WHAT THE EXERCISE ASKS ->
Rewrite the material below, changing every "one dot each" to "a single dot apiece" and leaving everything else as it is.

Dataset records:
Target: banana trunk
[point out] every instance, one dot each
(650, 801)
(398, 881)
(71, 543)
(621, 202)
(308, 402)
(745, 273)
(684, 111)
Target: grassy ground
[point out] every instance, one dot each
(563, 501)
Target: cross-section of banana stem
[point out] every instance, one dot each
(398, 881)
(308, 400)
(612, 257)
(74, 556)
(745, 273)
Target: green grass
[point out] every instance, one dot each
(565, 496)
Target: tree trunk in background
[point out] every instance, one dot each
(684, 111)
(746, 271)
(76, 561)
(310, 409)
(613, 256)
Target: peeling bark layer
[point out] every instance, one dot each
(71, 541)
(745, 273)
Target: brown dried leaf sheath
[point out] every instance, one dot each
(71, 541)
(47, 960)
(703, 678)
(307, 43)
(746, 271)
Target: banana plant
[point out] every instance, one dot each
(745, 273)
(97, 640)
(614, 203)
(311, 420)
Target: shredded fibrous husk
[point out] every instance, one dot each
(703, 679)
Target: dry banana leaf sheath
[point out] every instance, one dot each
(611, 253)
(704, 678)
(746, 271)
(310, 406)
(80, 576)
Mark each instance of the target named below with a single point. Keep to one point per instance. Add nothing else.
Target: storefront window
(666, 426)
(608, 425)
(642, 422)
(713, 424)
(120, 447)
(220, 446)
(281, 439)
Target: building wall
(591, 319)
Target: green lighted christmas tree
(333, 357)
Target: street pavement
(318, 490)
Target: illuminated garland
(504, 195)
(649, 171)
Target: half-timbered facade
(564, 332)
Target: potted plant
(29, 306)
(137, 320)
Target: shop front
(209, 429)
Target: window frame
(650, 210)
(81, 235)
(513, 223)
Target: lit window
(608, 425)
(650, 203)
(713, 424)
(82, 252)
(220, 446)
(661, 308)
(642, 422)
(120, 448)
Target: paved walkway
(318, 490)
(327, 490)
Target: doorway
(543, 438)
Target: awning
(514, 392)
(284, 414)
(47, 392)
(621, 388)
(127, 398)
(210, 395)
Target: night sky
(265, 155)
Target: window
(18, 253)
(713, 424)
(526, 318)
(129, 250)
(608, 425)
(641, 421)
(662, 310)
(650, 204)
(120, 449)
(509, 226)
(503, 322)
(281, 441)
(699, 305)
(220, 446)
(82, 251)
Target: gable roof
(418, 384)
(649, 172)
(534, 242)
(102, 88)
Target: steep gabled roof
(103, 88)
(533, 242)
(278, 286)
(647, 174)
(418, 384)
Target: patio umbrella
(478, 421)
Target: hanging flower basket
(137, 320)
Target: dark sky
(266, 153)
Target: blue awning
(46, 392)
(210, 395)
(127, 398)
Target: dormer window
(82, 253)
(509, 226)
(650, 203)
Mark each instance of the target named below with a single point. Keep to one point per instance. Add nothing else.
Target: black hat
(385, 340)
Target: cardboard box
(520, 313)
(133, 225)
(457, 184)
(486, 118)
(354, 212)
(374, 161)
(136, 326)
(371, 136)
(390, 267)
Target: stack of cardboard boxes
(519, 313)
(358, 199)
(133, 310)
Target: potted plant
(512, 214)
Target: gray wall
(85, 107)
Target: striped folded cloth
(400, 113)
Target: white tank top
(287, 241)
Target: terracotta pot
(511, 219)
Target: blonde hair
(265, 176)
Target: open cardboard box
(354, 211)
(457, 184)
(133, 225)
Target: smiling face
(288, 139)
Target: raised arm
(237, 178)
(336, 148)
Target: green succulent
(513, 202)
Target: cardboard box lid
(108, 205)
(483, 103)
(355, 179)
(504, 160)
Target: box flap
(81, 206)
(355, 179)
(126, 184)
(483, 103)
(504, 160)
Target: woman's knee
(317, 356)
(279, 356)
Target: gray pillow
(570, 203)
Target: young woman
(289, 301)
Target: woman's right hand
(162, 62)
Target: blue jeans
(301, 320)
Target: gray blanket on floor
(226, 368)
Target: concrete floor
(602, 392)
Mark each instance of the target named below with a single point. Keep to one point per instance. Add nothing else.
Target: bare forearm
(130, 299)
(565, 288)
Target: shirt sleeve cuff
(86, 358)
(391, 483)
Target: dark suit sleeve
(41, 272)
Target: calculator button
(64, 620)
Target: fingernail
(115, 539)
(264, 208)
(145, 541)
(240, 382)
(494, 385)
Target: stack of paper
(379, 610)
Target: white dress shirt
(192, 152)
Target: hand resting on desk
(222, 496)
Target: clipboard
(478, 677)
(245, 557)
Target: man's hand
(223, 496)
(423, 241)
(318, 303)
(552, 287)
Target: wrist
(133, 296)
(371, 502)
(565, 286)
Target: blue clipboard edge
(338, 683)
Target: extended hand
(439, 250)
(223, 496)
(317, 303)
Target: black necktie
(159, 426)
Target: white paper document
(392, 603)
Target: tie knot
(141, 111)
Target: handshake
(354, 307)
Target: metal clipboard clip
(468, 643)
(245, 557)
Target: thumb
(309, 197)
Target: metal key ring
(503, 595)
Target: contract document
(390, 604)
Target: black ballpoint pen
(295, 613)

RESPONSE BELOW ->
Target: banana trunk
[point out] every instance, a single dot apiece
(650, 801)
(398, 881)
(71, 543)
(621, 202)
(308, 402)
(745, 273)
(684, 111)
Target: grassy ground
[point out] every instance, a single dot apiece
(563, 501)
Target: cross-section of banana stem
[point out] every instance, a single dot apiece
(398, 881)
(308, 400)
(612, 257)
(74, 556)
(745, 273)
Target: green grass
[point out] every instance, a single dot apiece
(565, 496)
Target: tree trunk in background
[point out] every instance, a single dot apiece
(684, 111)
(746, 271)
(76, 561)
(310, 409)
(613, 256)
Target: peeling bark layer
[point out] every instance, a single dot apiece
(71, 541)
(745, 273)
Target: brown dried leaf sheath
[point out] every instance, a single dot apiece
(71, 541)
(47, 960)
(703, 678)
(307, 43)
(746, 271)
Target: banana plant
[point out] every instance, a single dot apiece
(745, 273)
(97, 640)
(614, 203)
(311, 420)
Target: shredded fibrous husk
[point out] every instance, a single dot apiece
(703, 679)
Target: dry banana leaf sheath
[point out] every instance, a single dot apiece
(611, 253)
(704, 678)
(746, 271)
(310, 406)
(80, 576)
Mark each instance of the target named below with a single point. Keep to one point per instance. Add nothing else.
Target: storefront window
(666, 426)
(608, 425)
(642, 422)
(713, 424)
(120, 447)
(220, 446)
(281, 439)
Target: building wall
(591, 319)
Target: green lighted christmas tree
(333, 357)
Target: street pavement
(318, 490)
Target: illuminated garland
(504, 195)
(649, 171)
Target: half-timbered facade
(564, 332)
Target: potted plant
(29, 306)
(137, 320)
Target: shop front
(209, 429)
Target: window frame
(650, 210)
(81, 235)
(513, 223)
Target: lit window
(608, 425)
(650, 203)
(713, 424)
(82, 252)
(220, 446)
(661, 308)
(642, 422)
(120, 448)
Target: paved walkway
(318, 490)
(327, 490)
Target: doorway
(543, 438)
Target: awning
(514, 392)
(284, 414)
(47, 392)
(621, 388)
(127, 398)
(210, 395)
Target: night sky
(265, 155)
Target: window
(18, 253)
(713, 424)
(526, 318)
(129, 250)
(608, 425)
(641, 421)
(662, 310)
(650, 204)
(120, 449)
(509, 226)
(503, 322)
(281, 441)
(699, 305)
(220, 446)
(82, 251)
Target: gable roof
(418, 384)
(649, 172)
(534, 242)
(102, 88)
Target: steep gabled roof
(103, 88)
(533, 242)
(278, 286)
(647, 174)
(418, 384)
Target: patio umbrella
(478, 421)
Target: hanging flower basket
(137, 320)
Target: dark sky
(266, 153)
Target: blue awning
(46, 392)
(210, 395)
(127, 398)
Target: dormer window
(82, 253)
(509, 226)
(650, 203)
Mark each instance of the target named below with a single point. Keep to one point per instance. Add nothing else.
Target: black hat
(385, 340)
Target: cardboard box
(520, 313)
(133, 225)
(457, 184)
(486, 118)
(354, 212)
(374, 161)
(136, 326)
(371, 136)
(390, 267)
Target: stack of cardboard boxes
(519, 313)
(358, 199)
(133, 310)
Target: potted plant
(512, 214)
Target: gray wall
(85, 107)
Target: striped folded cloth
(400, 113)
Target: white tank top
(287, 241)
Target: terracotta pot
(511, 219)
Target: blonde hair
(265, 176)
Target: open cardboard box
(354, 211)
(457, 184)
(133, 225)
Target: smiling face
(288, 139)
Target: raised arm
(237, 178)
(336, 148)
Target: green succulent
(513, 202)
Target: cardboard box lid
(108, 205)
(483, 103)
(355, 179)
(504, 160)
Target: box flap
(81, 206)
(355, 179)
(126, 184)
(483, 103)
(504, 160)
Target: woman's knee
(317, 356)
(279, 356)
Target: gray pillow
(570, 203)
Target: young woman
(289, 301)
Target: woman's right hand
(162, 62)
Target: blue jeans
(301, 320)
Target: gray blanket on floor
(226, 368)
Target: concrete floor
(602, 392)
Mark each instance of the target named below with a single point. Keep to one point per instance. Add nothing else.
Target: bare forearm
(130, 299)
(565, 288)
Target: shirt sleeve cuff
(86, 358)
(391, 483)
Target: dark suit sleeve
(41, 272)
Target: calculator button
(64, 620)
Target: fingernail
(115, 539)
(264, 208)
(145, 541)
(240, 382)
(494, 385)
Target: stack of paper
(379, 610)
Target: white dress shirt
(192, 152)
Target: hand resting on desk
(222, 496)
Target: clipboard
(478, 677)
(245, 557)
Target: man's hand
(223, 496)
(423, 241)
(318, 303)
(552, 287)
Target: wrist
(133, 296)
(371, 502)
(565, 286)
Target: blue clipboard edge
(338, 683)
Target: extended hand
(439, 250)
(223, 496)
(317, 303)
Target: black necktie
(159, 426)
Target: white paper document
(392, 603)
Target: tie knot
(141, 111)
Target: handshake
(354, 307)
Target: metal clipboard clip
(468, 643)
(245, 557)
Target: thumb
(309, 197)
Target: metal key ring
(503, 595)
Target: contract document
(390, 604)
Target: black ballpoint pen
(295, 613)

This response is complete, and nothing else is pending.